Atraso de desenvolvimento da classe gráfica portuguesa.

  • Referência
    SILVA, Manoel Roque da, «Questões Técnicas», O graphico: orgão official da União das Artes Gráphicas, n.º 14, de 15 de agosto de 1907, pp. 2‑3.
Assunto

Críticas ao atraso de desenvolvimento da classe gráfica portuguesa e da fundição de tipos da Imprensa Nacional.

Ficha

«[…] Entre tantas questões tratadas ultimamente pela classe gráfica, não veio ainda a lume a da competência profissional, e no entanto a cada passo esbarramos com ela, pondo-nos sérios obstáculos na realização das nossas aspirações. Quem tenha percorrido a maior parte das oficinas tipográficas verá, triste é dizê-lo, a forma por que se executam os diversos trabalhos de que a indústria gráfica se compõe: trabalha-se sem ordem, sem regras, sem método, perfeitamente ao acaso, resultando de tudo isto um caos verdadeiramente horroroso que, confesso, me contrista bastante.

◆ Registos de dados:
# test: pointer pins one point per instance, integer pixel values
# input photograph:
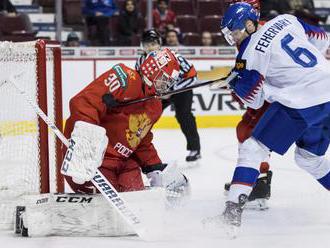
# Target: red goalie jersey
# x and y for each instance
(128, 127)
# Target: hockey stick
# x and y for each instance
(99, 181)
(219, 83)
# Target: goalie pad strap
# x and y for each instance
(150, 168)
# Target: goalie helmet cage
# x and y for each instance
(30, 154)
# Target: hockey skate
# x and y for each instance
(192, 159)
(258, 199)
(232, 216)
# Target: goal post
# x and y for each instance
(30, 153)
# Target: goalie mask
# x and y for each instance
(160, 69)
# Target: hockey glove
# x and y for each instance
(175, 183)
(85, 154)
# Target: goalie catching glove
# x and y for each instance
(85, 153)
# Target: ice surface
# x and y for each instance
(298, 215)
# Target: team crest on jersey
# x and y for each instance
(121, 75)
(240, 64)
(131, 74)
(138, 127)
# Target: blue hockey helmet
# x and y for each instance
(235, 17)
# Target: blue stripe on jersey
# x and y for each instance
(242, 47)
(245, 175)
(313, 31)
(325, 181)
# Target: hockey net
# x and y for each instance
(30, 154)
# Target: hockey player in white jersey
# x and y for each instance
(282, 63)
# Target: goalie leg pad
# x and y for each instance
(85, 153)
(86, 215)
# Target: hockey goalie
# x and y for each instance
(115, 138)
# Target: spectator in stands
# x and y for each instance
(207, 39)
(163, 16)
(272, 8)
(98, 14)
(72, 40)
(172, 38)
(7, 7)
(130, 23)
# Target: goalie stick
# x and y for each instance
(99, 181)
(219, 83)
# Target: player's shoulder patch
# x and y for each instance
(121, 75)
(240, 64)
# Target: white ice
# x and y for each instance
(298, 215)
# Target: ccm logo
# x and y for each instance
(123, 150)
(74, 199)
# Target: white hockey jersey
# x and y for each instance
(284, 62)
* * *
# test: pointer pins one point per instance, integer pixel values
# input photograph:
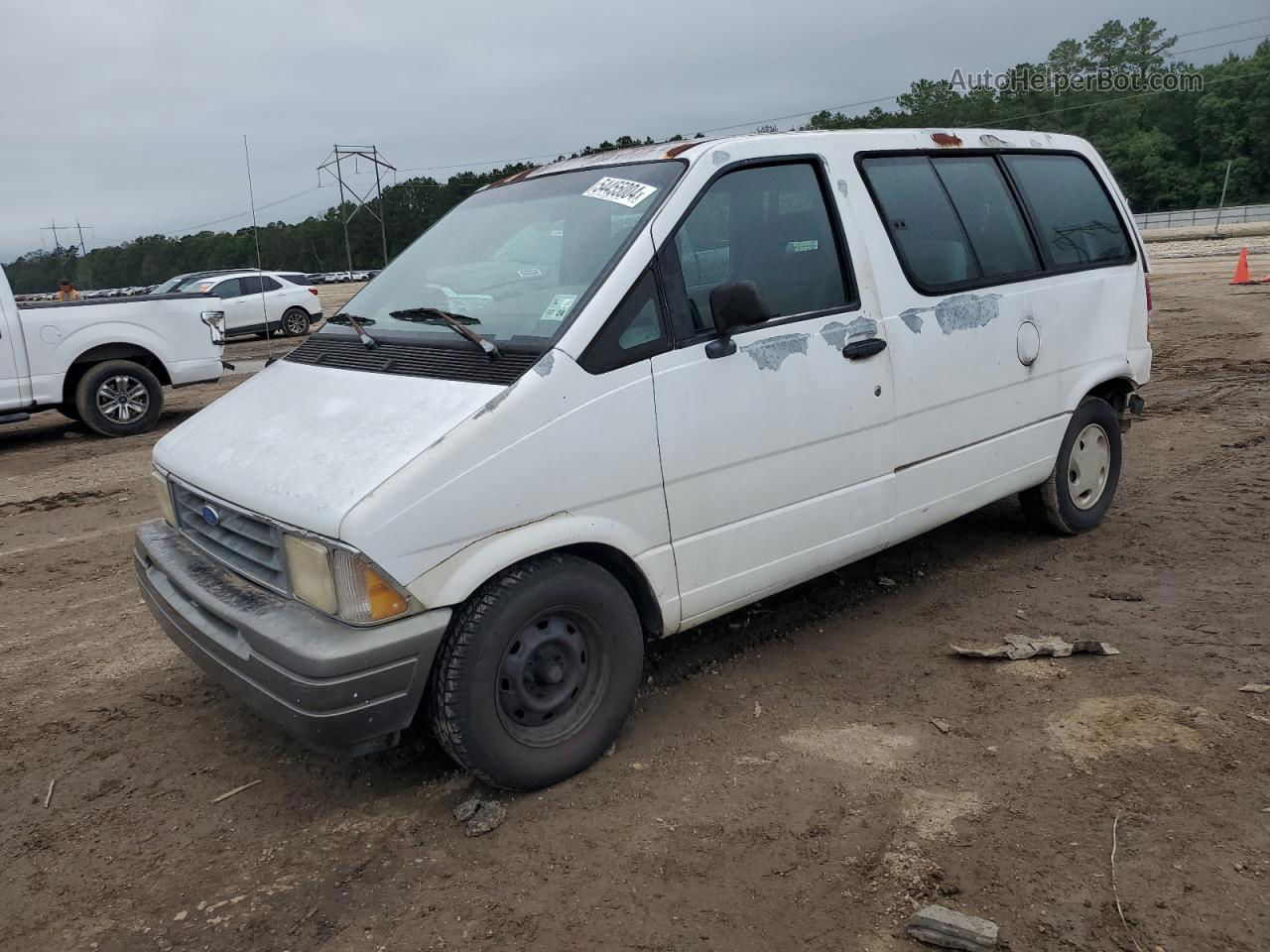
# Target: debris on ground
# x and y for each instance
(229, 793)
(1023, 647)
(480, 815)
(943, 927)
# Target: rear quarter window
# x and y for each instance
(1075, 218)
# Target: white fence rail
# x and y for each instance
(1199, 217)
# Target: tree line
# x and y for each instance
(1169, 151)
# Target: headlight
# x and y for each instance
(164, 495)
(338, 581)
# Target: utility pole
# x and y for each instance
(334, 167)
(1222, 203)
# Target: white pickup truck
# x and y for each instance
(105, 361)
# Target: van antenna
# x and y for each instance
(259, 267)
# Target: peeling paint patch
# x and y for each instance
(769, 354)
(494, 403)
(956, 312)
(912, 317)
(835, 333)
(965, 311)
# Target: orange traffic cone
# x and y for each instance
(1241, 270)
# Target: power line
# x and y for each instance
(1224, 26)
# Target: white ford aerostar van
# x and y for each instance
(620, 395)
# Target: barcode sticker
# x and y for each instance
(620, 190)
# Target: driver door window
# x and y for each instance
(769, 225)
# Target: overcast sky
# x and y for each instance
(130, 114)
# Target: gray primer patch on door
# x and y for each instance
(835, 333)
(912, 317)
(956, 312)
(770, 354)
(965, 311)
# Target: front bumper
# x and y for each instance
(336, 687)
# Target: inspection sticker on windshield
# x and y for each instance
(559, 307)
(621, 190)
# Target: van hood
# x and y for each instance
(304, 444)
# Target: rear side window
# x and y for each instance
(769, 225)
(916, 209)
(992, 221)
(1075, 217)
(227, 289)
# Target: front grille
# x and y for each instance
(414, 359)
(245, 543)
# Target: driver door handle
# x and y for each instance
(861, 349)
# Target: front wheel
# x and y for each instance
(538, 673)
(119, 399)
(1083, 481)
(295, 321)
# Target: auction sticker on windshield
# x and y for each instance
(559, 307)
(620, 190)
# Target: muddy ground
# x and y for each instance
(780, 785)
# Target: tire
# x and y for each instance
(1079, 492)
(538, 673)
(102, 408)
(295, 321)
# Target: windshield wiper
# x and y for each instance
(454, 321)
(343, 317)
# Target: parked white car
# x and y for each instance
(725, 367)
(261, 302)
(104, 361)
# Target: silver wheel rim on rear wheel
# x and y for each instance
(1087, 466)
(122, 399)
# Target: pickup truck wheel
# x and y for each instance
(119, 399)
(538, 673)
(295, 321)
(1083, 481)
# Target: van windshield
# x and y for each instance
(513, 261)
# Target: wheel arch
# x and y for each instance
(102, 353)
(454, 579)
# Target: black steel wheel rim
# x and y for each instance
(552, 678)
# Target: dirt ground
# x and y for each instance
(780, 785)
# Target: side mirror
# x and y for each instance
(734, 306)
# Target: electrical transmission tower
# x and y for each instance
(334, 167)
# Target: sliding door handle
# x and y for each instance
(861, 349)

◆ Conjunto de tarefas:
a. Segundo o excerto sobre a classe gráfica portuguesa, que questão ainda não tinha sido tratada pela classe gráfica?
b. Indique se cada afirmação concorda com o excerto sobre a classe gráfica portuguesa, respondendo sim ou não e citando as palavras do excerto que o decidem: (i) A questão da competência profissional já tinha sido amplamente debatida pela classe gráfica. (ii) Nas oficinas tipográficas trabalha-se sem método. (iii) O artigo foi publicado em 1907.
c. Continue o excerto sobre a classe gráfica portuguesa a partir da última frase apresentada.

◆ Respostas dos exercícios:
a. A questão da competência profissional.

b.
(i) Não: «não veio ainda a lume a da competência profissional».
(ii) Sim: «trabalha-se sem ordem, sem regras, sem método, perfeitamente ao acaso».
(iii) Sim: «n.º 14, de 15 de agosto de 1907».

c.
[…] Responder-me-ão os colegas que todo este descalabro é devido à falta de escolas profissionais, de onde o nosso aprendizado saísse já com noções gerais, teóricas e práticas, da arte que se propunha exercer. É realmente verdade. Mas enquanto essas escolas se não formam, procuremos nós por outras formas, ao nosso alcance, difundir a instrução profissional, tanto quanto caibam em nossas acanhadas forças.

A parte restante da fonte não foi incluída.